» **The input**
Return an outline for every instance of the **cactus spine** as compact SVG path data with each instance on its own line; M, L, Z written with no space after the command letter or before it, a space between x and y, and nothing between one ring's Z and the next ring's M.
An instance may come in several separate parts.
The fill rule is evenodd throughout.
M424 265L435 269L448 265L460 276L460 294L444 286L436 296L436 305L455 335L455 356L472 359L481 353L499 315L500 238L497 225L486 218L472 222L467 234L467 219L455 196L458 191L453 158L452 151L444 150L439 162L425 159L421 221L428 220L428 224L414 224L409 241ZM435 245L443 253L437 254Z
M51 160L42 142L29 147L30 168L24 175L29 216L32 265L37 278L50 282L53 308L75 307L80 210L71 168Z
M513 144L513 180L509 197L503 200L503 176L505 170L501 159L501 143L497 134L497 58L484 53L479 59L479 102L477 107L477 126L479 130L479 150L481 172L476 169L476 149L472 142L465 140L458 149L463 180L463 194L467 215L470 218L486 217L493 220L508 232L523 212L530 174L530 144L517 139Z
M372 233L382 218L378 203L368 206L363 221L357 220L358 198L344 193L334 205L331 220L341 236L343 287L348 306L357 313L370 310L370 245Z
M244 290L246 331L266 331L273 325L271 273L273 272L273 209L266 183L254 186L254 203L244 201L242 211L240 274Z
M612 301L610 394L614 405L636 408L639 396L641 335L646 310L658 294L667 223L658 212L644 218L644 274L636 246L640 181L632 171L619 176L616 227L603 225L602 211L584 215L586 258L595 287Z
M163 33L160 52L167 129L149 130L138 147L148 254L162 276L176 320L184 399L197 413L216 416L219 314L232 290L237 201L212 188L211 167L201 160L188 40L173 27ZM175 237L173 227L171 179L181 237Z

» **Task**
Convert the rows above into a two-column CSV with the headers "instruction" and "response". Give one line per row, with its text and its answer each in a single quoted field and line breaks replaced by spaces.

» **Exercise answer**
instruction,response
"Return an outline for every instance of the **cactus spine** as compact SVG path data with each instance on its own line; M, L, Z written with no space after the command letter or before it, a space between x and y, and nothing between one ring's Z and the next ring's M. An instance may come in several separate parts. The fill rule is evenodd throughout.","M424 265L435 269L448 265L460 276L460 294L444 286L436 296L436 305L455 335L455 356L472 359L481 353L499 315L500 238L497 225L486 218L472 222L467 234L467 219L455 196L458 191L453 158L452 151L444 150L439 162L425 159L421 221L428 220L428 224L414 224L409 241ZM435 245L443 253L437 254Z M51 160L42 142L29 147L30 168L24 175L29 216L32 265L37 278L50 282L53 308L75 307L80 210L71 168Z M513 144L513 180L509 197L503 200L503 176L505 170L501 159L501 143L497 134L497 58L484 53L479 59L479 102L477 107L477 126L479 130L479 150L481 172L476 169L476 149L472 142L465 140L458 149L463 180L463 194L467 215L470 218L486 217L493 220L508 232L523 212L530 174L530 144L517 139Z M372 233L382 218L378 203L368 206L363 221L357 220L358 198L344 193L334 205L331 220L341 236L343 287L348 306L357 313L370 310L370 245Z M244 290L246 331L266 331L273 325L271 273L273 272L273 209L266 183L254 186L254 203L244 201L242 211L240 274Z M612 301L610 394L614 405L636 408L639 396L641 335L646 310L658 294L667 223L658 212L644 218L644 274L636 246L640 181L632 171L619 176L616 227L603 225L602 211L584 215L586 258L595 287Z M163 33L160 52L167 129L149 130L138 147L148 254L162 276L176 320L184 399L197 413L216 416L219 314L232 290L237 201L212 188L211 167L201 160L188 40L173 27ZM175 237L173 227L171 179L181 237Z"